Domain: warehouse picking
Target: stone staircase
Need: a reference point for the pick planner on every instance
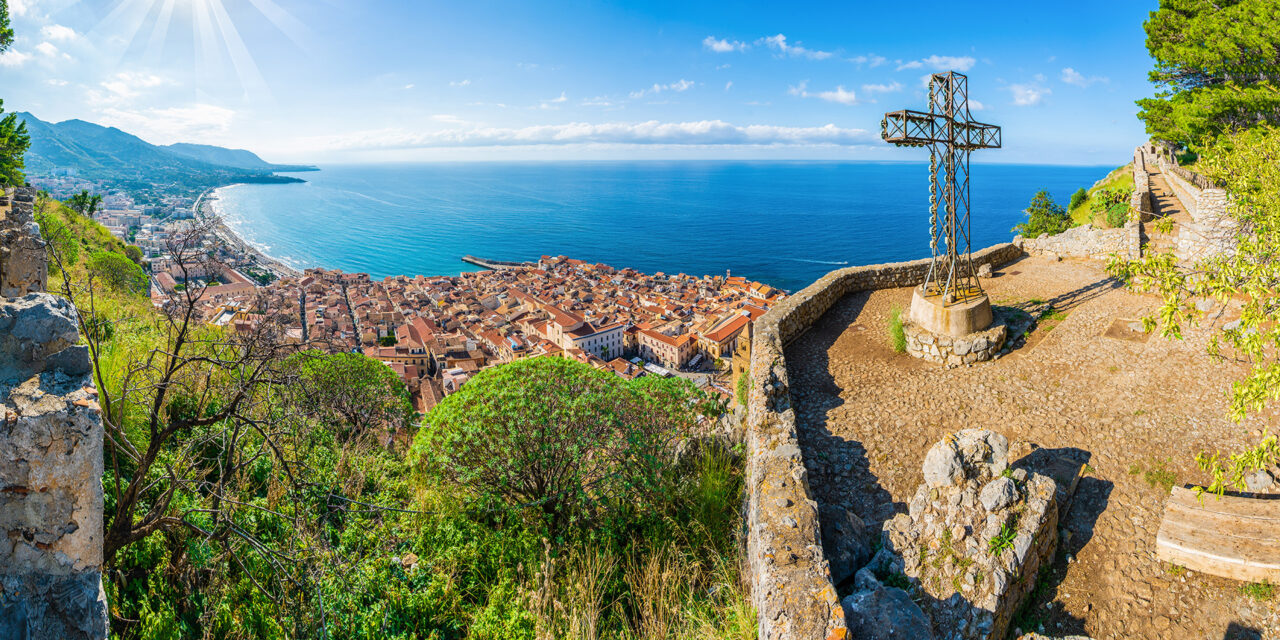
(1165, 206)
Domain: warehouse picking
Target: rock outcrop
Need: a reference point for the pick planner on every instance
(51, 466)
(973, 539)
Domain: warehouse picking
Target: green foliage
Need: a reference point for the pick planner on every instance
(351, 394)
(133, 252)
(1078, 199)
(5, 31)
(85, 204)
(1002, 540)
(14, 138)
(557, 434)
(896, 336)
(119, 273)
(1043, 216)
(1229, 471)
(1217, 68)
(1248, 165)
(1262, 592)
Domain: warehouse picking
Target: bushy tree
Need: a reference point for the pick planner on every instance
(1078, 199)
(118, 272)
(1217, 68)
(5, 31)
(350, 393)
(85, 204)
(1043, 216)
(557, 434)
(1248, 165)
(13, 142)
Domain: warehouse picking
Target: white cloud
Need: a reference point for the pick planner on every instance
(13, 58)
(882, 88)
(1028, 95)
(58, 32)
(1074, 77)
(780, 45)
(723, 46)
(679, 86)
(703, 133)
(839, 95)
(869, 60)
(941, 63)
(192, 123)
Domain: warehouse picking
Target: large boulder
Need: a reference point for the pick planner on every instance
(885, 613)
(844, 542)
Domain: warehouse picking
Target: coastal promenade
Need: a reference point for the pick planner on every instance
(205, 211)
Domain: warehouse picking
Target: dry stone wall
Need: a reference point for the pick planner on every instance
(1212, 232)
(1087, 241)
(790, 574)
(51, 470)
(23, 268)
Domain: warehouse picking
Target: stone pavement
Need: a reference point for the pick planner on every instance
(1137, 408)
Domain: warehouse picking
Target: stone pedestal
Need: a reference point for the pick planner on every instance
(954, 334)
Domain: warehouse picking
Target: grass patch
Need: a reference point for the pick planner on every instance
(1091, 210)
(896, 336)
(1258, 590)
(1002, 540)
(1157, 475)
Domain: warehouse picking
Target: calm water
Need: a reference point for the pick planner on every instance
(781, 223)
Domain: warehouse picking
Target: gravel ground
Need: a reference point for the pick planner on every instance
(1138, 408)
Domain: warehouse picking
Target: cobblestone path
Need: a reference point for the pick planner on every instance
(1137, 408)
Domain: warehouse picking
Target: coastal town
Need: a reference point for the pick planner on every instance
(438, 332)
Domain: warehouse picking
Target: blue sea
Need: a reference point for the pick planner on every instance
(781, 223)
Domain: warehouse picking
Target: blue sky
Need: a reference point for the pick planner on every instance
(337, 81)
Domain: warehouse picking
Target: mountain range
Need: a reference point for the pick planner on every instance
(108, 154)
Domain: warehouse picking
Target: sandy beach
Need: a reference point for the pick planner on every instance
(208, 208)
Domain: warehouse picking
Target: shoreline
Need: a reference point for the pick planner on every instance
(234, 241)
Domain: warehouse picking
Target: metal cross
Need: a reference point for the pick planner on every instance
━━━━━━
> **YOUR GOAL**:
Write the listing out a second time exactly, dropping all images.

> **OUTPUT FOR THIS TASK**:
Domain: warehouse picking
Target: stone staircase
Need: a reference point for the pick planner on every instance
(1165, 206)
Domain: warehouse picking
Target: rock outcrop
Need: a reference point for the pick planner on every instance
(51, 466)
(973, 539)
Domain: warehouse picking
Target: green foliage
Need: a reference point for the pick planner on every instance
(351, 394)
(133, 252)
(1078, 199)
(5, 31)
(85, 204)
(1002, 540)
(14, 138)
(557, 434)
(896, 336)
(119, 273)
(1043, 216)
(1229, 471)
(1217, 68)
(1248, 165)
(1262, 592)
Domain: warehouse picking
Target: bushy tree
Need: a reference point for the pick planner on every instance
(1078, 199)
(118, 272)
(1217, 68)
(5, 31)
(350, 393)
(85, 204)
(1043, 216)
(557, 434)
(1248, 165)
(13, 142)
Domain: warehouse picking
Target: white cloud
Need: a reference point for the pick planner on every instance
(13, 58)
(882, 88)
(1028, 95)
(58, 32)
(1074, 77)
(780, 45)
(723, 46)
(679, 86)
(703, 133)
(839, 95)
(869, 60)
(941, 63)
(192, 123)
Domain: warehouse picking
Target: large boulder
Need: a reference point for the pick planner on every instance
(885, 613)
(844, 542)
Domain: warehouse picking
Target: coastal promenade
Need: a reference point for the pick planner on every instance
(205, 211)
Domain: warehouse picking
Target: dry stone wall
Need: a reference point for the pick planner on every instance
(1212, 232)
(1087, 241)
(790, 574)
(51, 470)
(23, 268)
Domain: warehouse picking
Target: stone pavement
Need: a reference point for the pick planner on every instance
(1137, 408)
Domain: warehouse picking
Target: stone pedestal
Need: a reference point for the pick planner on every instance
(954, 334)
Domain: warehouse picking
Target: grass patch
Need: a reference point for the pick planner on every instance
(1091, 210)
(896, 336)
(1258, 590)
(1002, 540)
(1157, 475)
Domain: warehouse picking
Target: calm water
Need: a reference point for the pick planner on every instance
(781, 223)
Domain: warehouse picking
Target: gravel ground
Need: a reference point for the pick planner on every instance
(1138, 408)
Domain: warehouse picking
Target: cobblestone path
Need: a reference point for the pick planner on every instance
(1137, 408)
Domain: warehouse picking
Target: coastal town
Need: a reference point for the pick planner on every instance
(438, 332)
Domain: warehouse picking
Target: blue sea
Need: a reference point for the pick planner on every instance
(781, 223)
Domain: warehouse picking
Target: blue sky
Need: a reference point for the pick planner on every instance
(337, 81)
Domain: warehouse picking
Target: mountain range
Need: a reference point for the pick planner on every instance
(108, 154)
Domain: warehouse picking
Target: sandy beach
Need: a reference point for the pick planner on every instance
(208, 208)
Domain: warehouse picking
Target: shoreline
Need: a reference point for the pick planner on every instance
(234, 241)
Domain: warehouse picking
Target: metal cross
Need: a reference point for the pick planner on every instance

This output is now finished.